** Data shown follows **

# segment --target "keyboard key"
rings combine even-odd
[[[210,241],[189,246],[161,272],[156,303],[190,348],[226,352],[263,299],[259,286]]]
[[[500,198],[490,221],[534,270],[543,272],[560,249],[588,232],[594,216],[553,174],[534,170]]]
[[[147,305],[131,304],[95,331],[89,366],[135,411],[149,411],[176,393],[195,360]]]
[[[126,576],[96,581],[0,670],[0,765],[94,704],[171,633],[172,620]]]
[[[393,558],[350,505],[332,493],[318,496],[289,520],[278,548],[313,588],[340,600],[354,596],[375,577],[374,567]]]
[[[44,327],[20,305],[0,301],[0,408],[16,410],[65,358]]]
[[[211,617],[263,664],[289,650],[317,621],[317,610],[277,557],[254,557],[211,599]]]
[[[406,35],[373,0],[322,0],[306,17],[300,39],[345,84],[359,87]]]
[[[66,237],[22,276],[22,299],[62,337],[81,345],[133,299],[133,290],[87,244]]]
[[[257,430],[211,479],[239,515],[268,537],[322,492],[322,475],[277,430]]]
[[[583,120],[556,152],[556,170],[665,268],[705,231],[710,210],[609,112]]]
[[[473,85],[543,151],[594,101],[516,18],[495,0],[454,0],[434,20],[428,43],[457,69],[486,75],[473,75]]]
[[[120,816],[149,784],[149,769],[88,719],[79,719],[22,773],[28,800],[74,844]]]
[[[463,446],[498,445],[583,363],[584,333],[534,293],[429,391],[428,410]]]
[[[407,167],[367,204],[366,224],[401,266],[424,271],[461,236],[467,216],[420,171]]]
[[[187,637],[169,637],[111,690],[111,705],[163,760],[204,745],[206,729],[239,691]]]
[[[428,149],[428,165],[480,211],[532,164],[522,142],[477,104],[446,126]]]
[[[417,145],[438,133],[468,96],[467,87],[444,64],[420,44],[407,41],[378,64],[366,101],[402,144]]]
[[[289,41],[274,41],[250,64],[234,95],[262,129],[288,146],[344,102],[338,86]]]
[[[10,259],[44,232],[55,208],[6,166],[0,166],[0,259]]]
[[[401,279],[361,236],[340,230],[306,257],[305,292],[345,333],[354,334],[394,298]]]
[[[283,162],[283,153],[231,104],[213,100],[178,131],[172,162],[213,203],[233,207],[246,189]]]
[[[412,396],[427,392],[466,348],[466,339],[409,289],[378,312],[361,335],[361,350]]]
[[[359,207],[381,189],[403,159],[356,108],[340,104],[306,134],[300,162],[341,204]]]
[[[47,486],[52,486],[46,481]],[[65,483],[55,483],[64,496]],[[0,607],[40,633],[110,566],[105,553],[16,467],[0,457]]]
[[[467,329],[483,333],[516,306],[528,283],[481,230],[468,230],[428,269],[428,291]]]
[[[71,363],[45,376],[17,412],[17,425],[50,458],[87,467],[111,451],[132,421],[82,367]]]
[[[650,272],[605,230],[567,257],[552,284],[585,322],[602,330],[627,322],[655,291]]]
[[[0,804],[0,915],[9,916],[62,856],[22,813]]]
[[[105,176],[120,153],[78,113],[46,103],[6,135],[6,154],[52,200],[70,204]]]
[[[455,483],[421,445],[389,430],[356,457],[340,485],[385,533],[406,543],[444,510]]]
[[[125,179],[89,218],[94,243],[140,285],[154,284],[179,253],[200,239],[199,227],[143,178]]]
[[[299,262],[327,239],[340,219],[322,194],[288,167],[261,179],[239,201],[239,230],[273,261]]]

** End of Data shown **

> [Your instructions] The records above are to be transcribed exactly, with nothing left out.

> [Written response]
# segment --target "keyboard key"
rings combine even-odd
[[[210,241],[189,246],[161,272],[156,303],[190,348],[226,352],[263,299],[259,286]]]
[[[500,198],[490,221],[534,270],[543,272],[560,249],[588,232],[594,216],[553,174],[534,170]]]
[[[147,305],[131,304],[95,331],[89,366],[135,411],[149,411],[176,393],[195,360]]]
[[[126,576],[96,581],[0,670],[0,765],[94,704],[171,633],[172,620]]]
[[[393,558],[350,505],[332,493],[318,496],[289,520],[278,548],[313,588],[340,600],[354,596],[375,577],[374,567]]]
[[[44,327],[20,305],[0,301],[0,408],[16,410],[65,358]]]
[[[211,617],[263,664],[289,650],[317,621],[317,610],[277,557],[254,557],[211,599]]]
[[[406,35],[373,0],[322,0],[306,17],[300,39],[345,84],[359,87]]]
[[[66,237],[22,276],[22,299],[62,337],[81,345],[133,299],[133,290],[87,244]]]
[[[257,430],[211,479],[239,515],[268,537],[322,492],[322,475],[277,430]]]
[[[583,120],[556,152],[556,170],[665,268],[705,231],[710,210],[609,112]]]
[[[473,85],[543,151],[594,101],[516,18],[495,0],[454,0],[434,20],[428,43],[457,69],[486,75],[473,75]]]
[[[120,816],[149,784],[149,769],[88,719],[79,719],[22,773],[28,800],[74,844]]]
[[[463,446],[498,445],[583,363],[584,333],[534,293],[429,391],[428,410]]]
[[[407,167],[367,204],[366,224],[401,266],[424,271],[461,236],[467,216],[420,171]]]
[[[187,637],[169,637],[111,690],[111,705],[163,760],[204,745],[206,729],[239,691]]]
[[[428,149],[428,165],[480,211],[532,164],[522,142],[477,104],[446,126]]]
[[[417,145],[438,133],[468,96],[467,87],[444,64],[420,44],[407,41],[378,64],[366,101],[402,144]]]
[[[289,41],[274,41],[250,64],[234,95],[262,129],[288,146],[344,102],[338,86]]]
[[[10,259],[44,232],[55,208],[6,166],[0,166],[0,259]]]
[[[401,279],[361,236],[340,230],[306,257],[305,292],[345,333],[354,334],[394,298]]]
[[[283,162],[283,153],[231,104],[213,100],[178,131],[172,162],[213,203],[233,207],[246,189]]]
[[[412,396],[427,392],[466,348],[466,339],[409,289],[378,312],[361,335],[361,350]]]
[[[359,207],[381,189],[403,159],[356,108],[340,104],[306,134],[300,162],[341,204]]]
[[[47,486],[52,486],[46,481]],[[65,483],[55,483],[64,496]],[[0,607],[40,633],[110,566],[105,553],[16,467],[0,457]]]
[[[467,329],[483,333],[516,306],[528,283],[481,230],[468,230],[428,269],[428,291]]]
[[[71,363],[45,376],[17,412],[17,425],[50,458],[87,467],[111,451],[132,421],[82,367]]]
[[[650,272],[605,230],[567,257],[552,284],[585,322],[602,330],[627,322],[655,291]]]
[[[0,804],[0,915],[9,916],[62,856],[22,813]]]
[[[105,176],[120,153],[78,113],[46,103],[6,135],[6,154],[52,200],[70,204]]]
[[[455,483],[421,445],[389,430],[356,457],[340,485],[385,533],[406,543],[444,510]]]
[[[125,179],[89,218],[94,243],[140,285],[154,284],[179,253],[200,239],[199,227],[143,178]]]
[[[299,262],[327,239],[340,219],[322,194],[288,167],[261,179],[239,201],[239,230],[273,261]]]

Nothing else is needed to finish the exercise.